(Image object location items)
·····

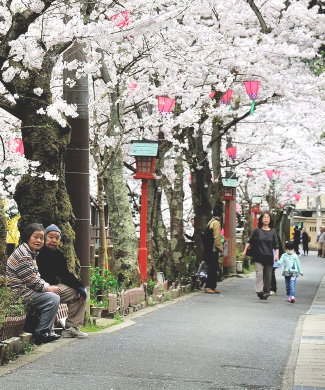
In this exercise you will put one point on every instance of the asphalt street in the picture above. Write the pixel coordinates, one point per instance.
(231, 341)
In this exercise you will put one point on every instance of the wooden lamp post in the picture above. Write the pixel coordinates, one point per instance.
(229, 194)
(256, 203)
(145, 153)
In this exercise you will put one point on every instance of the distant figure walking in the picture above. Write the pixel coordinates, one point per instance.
(202, 272)
(213, 250)
(291, 271)
(305, 241)
(320, 240)
(296, 239)
(265, 240)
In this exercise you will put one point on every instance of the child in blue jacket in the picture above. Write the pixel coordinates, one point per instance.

·····

▶ _What is expected_: Turn the lines from the one containing "of the distant" through the end of the items into a Markdown table with two columns, No. and Line, giving each line a row number and leaving out blank lines.

▶ _Answer_:
| No. | Line |
|---|---|
| 1 | In this exercise you will put one point on every instance of the distant figure walking in the picture above. Write the pixel coordinates, one point per instance. |
| 2 | (202, 272) |
| 3 | (213, 250) |
| 4 | (291, 271) |
| 5 | (305, 241) |
| 6 | (320, 240) |
| 7 | (296, 239) |
| 8 | (265, 240) |
| 9 | In this exercise you will put one point on every instance of the child in blue jacket in the picture above. Write the pixel coordinates, one point per instance. |